* PROVIDED TEXT
* Begin *
The first USS Orca (SP-726) was a yacht that served in the United States Navy as a patrol vessel from 1917 to 1918.
 
Orca was built as the steam yacht Monaloa by George Lawley & Son, Neponset, Massachusetts. Later renamed Orca, she was commissioned into the U.S. Navy for World War I service on 8 May 1917 with Boatswain F. D. Grassie in command and was formally purchased by the United States Government from S. W. Colten of Bryn Mawr, Pennsylvania, on 17 May 1917.

Operating in the 1st Naval District, headquartered at Boston, Massachusetts, during World War I, Orca patrolled in and around Boston throughout her naval career.

She was moored to Fishe Wharf, Boston, from October to December 1918. In December, she steamed to Quincy, Massachusetts, where she decommissioned on 30 December 1918.
* End *
* DATA SECTION
* Begin *
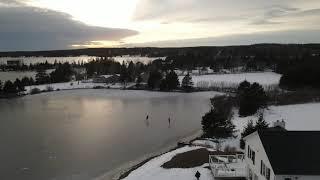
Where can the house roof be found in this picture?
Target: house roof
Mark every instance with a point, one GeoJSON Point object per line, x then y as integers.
{"type": "Point", "coordinates": [292, 152]}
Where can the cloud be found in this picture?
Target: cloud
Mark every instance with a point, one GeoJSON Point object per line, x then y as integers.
{"type": "Point", "coordinates": [258, 12]}
{"type": "Point", "coordinates": [285, 37]}
{"type": "Point", "coordinates": [30, 28]}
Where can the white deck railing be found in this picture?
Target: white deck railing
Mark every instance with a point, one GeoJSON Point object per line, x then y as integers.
{"type": "Point", "coordinates": [228, 165]}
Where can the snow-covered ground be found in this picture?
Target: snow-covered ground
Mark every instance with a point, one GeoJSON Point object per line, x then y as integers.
{"type": "Point", "coordinates": [297, 117]}
{"type": "Point", "coordinates": [153, 170]}
{"type": "Point", "coordinates": [75, 85]}
{"type": "Point", "coordinates": [264, 78]}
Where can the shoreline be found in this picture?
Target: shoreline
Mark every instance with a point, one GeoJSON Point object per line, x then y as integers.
{"type": "Point", "coordinates": [125, 169]}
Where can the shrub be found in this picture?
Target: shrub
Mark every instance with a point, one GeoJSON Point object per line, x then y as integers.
{"type": "Point", "coordinates": [217, 122]}
{"type": "Point", "coordinates": [251, 97]}
{"type": "Point", "coordinates": [49, 88]}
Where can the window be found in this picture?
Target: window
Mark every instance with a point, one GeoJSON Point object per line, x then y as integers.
{"type": "Point", "coordinates": [264, 171]}
{"type": "Point", "coordinates": [249, 152]}
{"type": "Point", "coordinates": [268, 174]}
{"type": "Point", "coordinates": [262, 168]}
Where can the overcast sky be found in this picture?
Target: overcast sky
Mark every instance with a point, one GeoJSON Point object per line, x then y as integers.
{"type": "Point", "coordinates": [64, 24]}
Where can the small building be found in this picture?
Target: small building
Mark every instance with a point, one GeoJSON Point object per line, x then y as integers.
{"type": "Point", "coordinates": [109, 79]}
{"type": "Point", "coordinates": [277, 154]}
{"type": "Point", "coordinates": [14, 62]}
{"type": "Point", "coordinates": [145, 77]}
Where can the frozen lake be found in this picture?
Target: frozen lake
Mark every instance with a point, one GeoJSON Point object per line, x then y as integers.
{"type": "Point", "coordinates": [82, 134]}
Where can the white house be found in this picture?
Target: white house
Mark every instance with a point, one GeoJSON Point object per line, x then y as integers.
{"type": "Point", "coordinates": [277, 154]}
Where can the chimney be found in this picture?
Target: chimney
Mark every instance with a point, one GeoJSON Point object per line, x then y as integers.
{"type": "Point", "coordinates": [279, 123]}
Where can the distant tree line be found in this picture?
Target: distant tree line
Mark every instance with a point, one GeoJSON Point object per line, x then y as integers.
{"type": "Point", "coordinates": [305, 74]}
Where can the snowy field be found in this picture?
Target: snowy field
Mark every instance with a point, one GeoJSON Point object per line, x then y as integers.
{"type": "Point", "coordinates": [297, 117]}
{"type": "Point", "coordinates": [153, 170]}
{"type": "Point", "coordinates": [264, 78]}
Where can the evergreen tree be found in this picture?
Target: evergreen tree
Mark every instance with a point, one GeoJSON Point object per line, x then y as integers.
{"type": "Point", "coordinates": [31, 81]}
{"type": "Point", "coordinates": [154, 80]}
{"type": "Point", "coordinates": [62, 73]}
{"type": "Point", "coordinates": [9, 88]}
{"type": "Point", "coordinates": [217, 122]}
{"type": "Point", "coordinates": [124, 77]}
{"type": "Point", "coordinates": [18, 84]}
{"type": "Point", "coordinates": [131, 72]}
{"type": "Point", "coordinates": [163, 85]}
{"type": "Point", "coordinates": [25, 81]}
{"type": "Point", "coordinates": [251, 98]}
{"type": "Point", "coordinates": [139, 80]}
{"type": "Point", "coordinates": [187, 83]}
{"type": "Point", "coordinates": [0, 86]}
{"type": "Point", "coordinates": [172, 80]}
{"type": "Point", "coordinates": [261, 123]}
{"type": "Point", "coordinates": [42, 77]}
{"type": "Point", "coordinates": [248, 129]}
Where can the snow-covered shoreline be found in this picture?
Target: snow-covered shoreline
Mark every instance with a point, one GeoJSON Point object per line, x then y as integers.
{"type": "Point", "coordinates": [294, 115]}
{"type": "Point", "coordinates": [116, 173]}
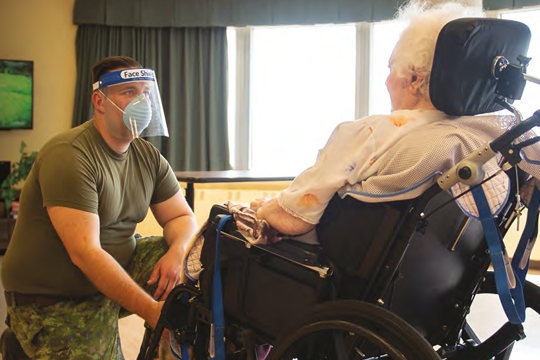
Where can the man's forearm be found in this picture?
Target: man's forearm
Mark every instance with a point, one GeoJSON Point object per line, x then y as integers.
{"type": "Point", "coordinates": [110, 279]}
{"type": "Point", "coordinates": [179, 231]}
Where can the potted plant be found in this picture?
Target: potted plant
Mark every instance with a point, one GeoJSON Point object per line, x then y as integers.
{"type": "Point", "coordinates": [19, 172]}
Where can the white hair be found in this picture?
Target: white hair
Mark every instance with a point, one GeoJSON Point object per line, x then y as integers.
{"type": "Point", "coordinates": [413, 53]}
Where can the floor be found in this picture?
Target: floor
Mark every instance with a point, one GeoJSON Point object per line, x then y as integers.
{"type": "Point", "coordinates": [486, 316]}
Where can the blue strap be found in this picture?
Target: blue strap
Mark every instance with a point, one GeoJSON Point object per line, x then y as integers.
{"type": "Point", "coordinates": [217, 345]}
{"type": "Point", "coordinates": [511, 299]}
{"type": "Point", "coordinates": [530, 232]}
{"type": "Point", "coordinates": [179, 352]}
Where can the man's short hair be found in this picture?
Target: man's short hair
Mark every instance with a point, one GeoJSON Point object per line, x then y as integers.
{"type": "Point", "coordinates": [112, 63]}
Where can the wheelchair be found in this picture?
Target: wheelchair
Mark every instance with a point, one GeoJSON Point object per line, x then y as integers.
{"type": "Point", "coordinates": [398, 291]}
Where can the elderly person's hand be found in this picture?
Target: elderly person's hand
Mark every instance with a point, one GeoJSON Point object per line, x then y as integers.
{"type": "Point", "coordinates": [258, 203]}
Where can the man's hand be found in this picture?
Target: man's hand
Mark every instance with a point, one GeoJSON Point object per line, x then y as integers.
{"type": "Point", "coordinates": [179, 226]}
{"type": "Point", "coordinates": [168, 270]}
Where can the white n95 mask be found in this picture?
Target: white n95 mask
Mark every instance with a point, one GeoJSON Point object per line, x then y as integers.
{"type": "Point", "coordinates": [137, 115]}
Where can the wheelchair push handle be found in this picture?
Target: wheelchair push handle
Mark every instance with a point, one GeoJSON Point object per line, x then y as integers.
{"type": "Point", "coordinates": [469, 171]}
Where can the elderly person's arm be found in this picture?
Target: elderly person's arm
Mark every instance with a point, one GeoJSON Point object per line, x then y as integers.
{"type": "Point", "coordinates": [345, 158]}
{"type": "Point", "coordinates": [279, 219]}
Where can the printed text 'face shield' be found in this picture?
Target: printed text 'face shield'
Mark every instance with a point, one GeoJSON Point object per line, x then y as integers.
{"type": "Point", "coordinates": [143, 115]}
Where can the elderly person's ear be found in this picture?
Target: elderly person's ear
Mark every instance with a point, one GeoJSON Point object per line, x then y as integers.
{"type": "Point", "coordinates": [416, 83]}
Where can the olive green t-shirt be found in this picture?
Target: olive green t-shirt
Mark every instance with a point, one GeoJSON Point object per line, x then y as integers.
{"type": "Point", "coordinates": [78, 170]}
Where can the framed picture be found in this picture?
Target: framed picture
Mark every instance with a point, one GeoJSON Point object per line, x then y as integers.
{"type": "Point", "coordinates": [16, 94]}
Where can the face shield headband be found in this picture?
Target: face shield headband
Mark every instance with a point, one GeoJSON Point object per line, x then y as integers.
{"type": "Point", "coordinates": [144, 115]}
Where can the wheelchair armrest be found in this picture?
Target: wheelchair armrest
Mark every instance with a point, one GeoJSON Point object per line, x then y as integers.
{"type": "Point", "coordinates": [531, 291]}
{"type": "Point", "coordinates": [299, 252]}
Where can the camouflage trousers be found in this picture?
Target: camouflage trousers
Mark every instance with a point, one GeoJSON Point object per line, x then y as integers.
{"type": "Point", "coordinates": [87, 329]}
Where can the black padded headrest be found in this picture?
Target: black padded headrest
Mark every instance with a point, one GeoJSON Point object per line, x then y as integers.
{"type": "Point", "coordinates": [461, 77]}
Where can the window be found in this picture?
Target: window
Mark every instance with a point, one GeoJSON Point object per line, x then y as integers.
{"type": "Point", "coordinates": [529, 101]}
{"type": "Point", "coordinates": [290, 86]}
{"type": "Point", "coordinates": [383, 39]}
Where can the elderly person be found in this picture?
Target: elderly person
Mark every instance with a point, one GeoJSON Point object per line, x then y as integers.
* End *
* SET EXERCISE
Can you reproduce the whole USS Orca text word for word? The records play no part in this.

* THE ANSWER
The first USS Orca (SP-726) was a yacht that served in the United States Navy as a patrol vessel from 1917 to 1918.
 
Orca was built as the steam yacht Monaloa by George Lawley & Son, Neponset, Massachusetts. Later renamed Orca, she was commissioned into the U.S. Navy for World War I service on 8 May 1917 with Boatswain F. D. Grassie in command and was formally purchased by the United States Government from S. W. Colten of Bryn Mawr, Pennsylvania, on 17 May 1917.

Operating in the 1st Naval District, headquartered at Boston, Massachusetts, during World War I, Orca patrolled in and around Boston throughout her naval career.

She was moored to Fishe Wharf, Boston, from October to December 1918. In December, she steamed to Quincy, Massachusetts, where she decommissioned on 30 December 1918.